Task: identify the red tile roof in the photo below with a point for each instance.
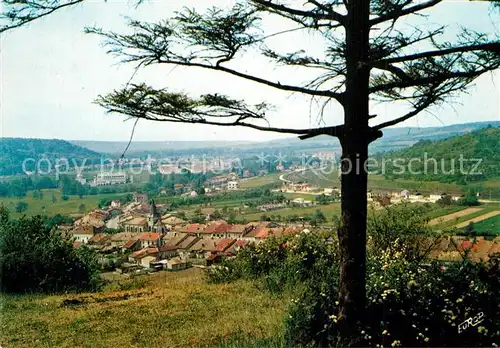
(167, 247)
(144, 252)
(151, 236)
(224, 244)
(130, 243)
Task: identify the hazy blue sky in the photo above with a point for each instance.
(51, 73)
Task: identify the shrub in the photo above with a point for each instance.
(34, 258)
(469, 200)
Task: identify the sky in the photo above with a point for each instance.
(51, 72)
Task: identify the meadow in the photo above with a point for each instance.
(260, 181)
(164, 309)
(46, 206)
(330, 179)
(328, 210)
(489, 225)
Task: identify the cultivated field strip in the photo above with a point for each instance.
(453, 216)
(478, 219)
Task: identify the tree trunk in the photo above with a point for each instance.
(354, 141)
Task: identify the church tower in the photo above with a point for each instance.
(153, 216)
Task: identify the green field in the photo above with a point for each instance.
(485, 209)
(491, 225)
(260, 181)
(45, 206)
(165, 309)
(329, 210)
(330, 179)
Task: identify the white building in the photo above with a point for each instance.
(81, 179)
(233, 185)
(102, 179)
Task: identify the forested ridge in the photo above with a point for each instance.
(478, 151)
(16, 151)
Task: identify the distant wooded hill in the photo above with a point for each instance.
(465, 158)
(16, 151)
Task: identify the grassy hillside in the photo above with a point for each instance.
(450, 160)
(169, 310)
(15, 151)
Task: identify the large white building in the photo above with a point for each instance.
(233, 185)
(102, 179)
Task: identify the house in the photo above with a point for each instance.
(154, 219)
(148, 239)
(113, 223)
(261, 230)
(223, 245)
(237, 231)
(177, 264)
(301, 202)
(171, 221)
(271, 206)
(237, 246)
(167, 251)
(192, 229)
(132, 245)
(99, 240)
(140, 197)
(216, 229)
(416, 197)
(144, 257)
(207, 212)
(233, 185)
(405, 194)
(102, 179)
(137, 224)
(434, 197)
(119, 239)
(187, 242)
(203, 246)
(83, 233)
(178, 187)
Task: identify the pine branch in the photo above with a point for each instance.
(21, 12)
(392, 16)
(488, 47)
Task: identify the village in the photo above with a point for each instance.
(148, 237)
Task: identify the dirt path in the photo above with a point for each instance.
(479, 218)
(453, 216)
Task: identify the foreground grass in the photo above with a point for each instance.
(169, 310)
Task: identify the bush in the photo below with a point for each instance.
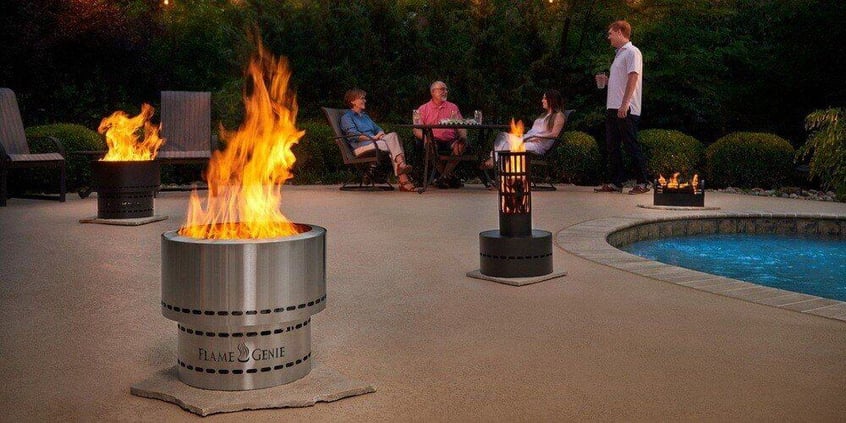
(74, 138)
(827, 147)
(669, 151)
(749, 160)
(578, 159)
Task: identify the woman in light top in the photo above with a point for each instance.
(544, 131)
(364, 135)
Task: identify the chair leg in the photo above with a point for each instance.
(4, 190)
(63, 182)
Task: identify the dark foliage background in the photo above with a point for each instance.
(711, 66)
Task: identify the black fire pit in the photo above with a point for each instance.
(515, 250)
(125, 189)
(689, 196)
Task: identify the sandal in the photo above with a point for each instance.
(403, 169)
(407, 186)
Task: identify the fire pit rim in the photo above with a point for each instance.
(313, 231)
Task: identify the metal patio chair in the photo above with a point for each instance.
(186, 127)
(14, 148)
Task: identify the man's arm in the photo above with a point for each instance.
(631, 84)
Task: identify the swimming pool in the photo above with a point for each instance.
(801, 263)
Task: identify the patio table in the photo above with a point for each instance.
(428, 144)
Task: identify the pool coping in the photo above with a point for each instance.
(591, 241)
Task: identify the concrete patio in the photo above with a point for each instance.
(81, 321)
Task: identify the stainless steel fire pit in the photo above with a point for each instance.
(244, 307)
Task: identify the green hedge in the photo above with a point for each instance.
(749, 160)
(74, 138)
(577, 159)
(826, 148)
(669, 151)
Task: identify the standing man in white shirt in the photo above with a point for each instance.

-=-=-=-=-

• _Set exercise_:
Copy out the whole listing exactly, and don't carry over any pictures.

• _Result of the task_:
Task: identify the red tile roof in the photo below with a point for each instance.
(167, 247)
(144, 252)
(151, 236)
(224, 244)
(130, 243)
Task: identify the hazy blue sky in the photo above with a point for each instance.
(51, 73)
Task: identify the shrub in the photo above with a point for each instance.
(34, 258)
(469, 200)
Task: identify the sky in the photo above with a point for each instance.
(51, 72)
Task: identify the meadow in the photo above with a point for each instance.
(260, 181)
(164, 309)
(46, 206)
(330, 179)
(328, 210)
(489, 225)
Task: identify the cultivated field strip in the photo above with a point for each instance.
(453, 216)
(478, 219)
Task: identify the tree trunk in the photo above with a point for each instance.
(354, 141)
Task: identify the church tower in the photo above with a point for each instance.
(153, 216)
Task: identify the green field in the photo above with a point for each instance.
(485, 209)
(491, 225)
(260, 181)
(45, 206)
(165, 309)
(329, 210)
(330, 179)
Task: identify the white building in the photo above with a point for each instance.
(81, 179)
(233, 185)
(102, 179)
Task: identify the forested ridge in the photo above with a point for each instance.
(478, 151)
(16, 151)
Task: identify the distant wooded hill in the photo above with a point for each instance.
(465, 158)
(16, 151)
Task: identify the grassy hillside in the photo above with a point for each instance.
(450, 160)
(169, 310)
(15, 151)
Task: identify the large white building in the photo above with a point for each instance.
(233, 185)
(102, 179)
Task: identify the house in the photo above with a point for each instance.
(154, 219)
(148, 239)
(113, 223)
(261, 230)
(223, 245)
(237, 231)
(177, 264)
(301, 202)
(171, 221)
(271, 206)
(237, 246)
(167, 251)
(192, 229)
(132, 245)
(99, 240)
(140, 197)
(216, 229)
(416, 197)
(144, 257)
(207, 212)
(233, 185)
(405, 194)
(102, 179)
(137, 224)
(434, 197)
(119, 239)
(187, 242)
(203, 246)
(83, 233)
(178, 187)
Task: identify the pine branch in the photo above with a point for each instance.
(21, 12)
(392, 16)
(488, 47)
Task: identify the village in the photo above with a point for each instance.
(148, 237)
Task: identify the dirt path in the photo above with a point for each instance.
(479, 218)
(453, 216)
Task: identify the foreground grass in the photo above with a point for each instance.
(169, 310)
Task: identify the bush in the photo below with a point for each instance.
(74, 138)
(827, 147)
(669, 151)
(749, 160)
(578, 159)
Task: identify the woman in light top in the photo above with a point for each instance.
(544, 131)
(364, 135)
Task: identify the chair leg in the photo above with a point for each instance.
(4, 190)
(63, 182)
Task: identify the dark foliage background in the photo above with a point for each instance.
(711, 66)
Task: identify the black fire pit in the photo above with a point for each instance.
(515, 250)
(125, 189)
(689, 196)
Task: identify the sandal in the photo above with a point for each instance.
(403, 169)
(407, 186)
Task: identify the fire pit rim in the photo above with a point for each instance.
(313, 231)
Task: identify the metal patio chair in the photo above with a point for each instance.
(186, 127)
(14, 148)
Task: identify the man's arm in the photo above with a point for each instance.
(631, 84)
Task: identify the swimming pool in the photo above with a point for each instance.
(801, 263)
Task: identify the patio table in the photo above with a point for each instance.
(428, 144)
Task: identify the pool coping in the photo above with a point for each instance.
(591, 241)
Task: identify the concrete patio in the photo above with a point for each instance.
(81, 321)
Task: identify the stainless steel fire pit in the photo above with a point for each instance.
(244, 307)
Task: identify the green hedge in the photo above with a point for each instance.
(749, 160)
(74, 138)
(577, 159)
(826, 148)
(669, 151)
Task: identify the standing man in white shirt in the photo above with a point for each instance.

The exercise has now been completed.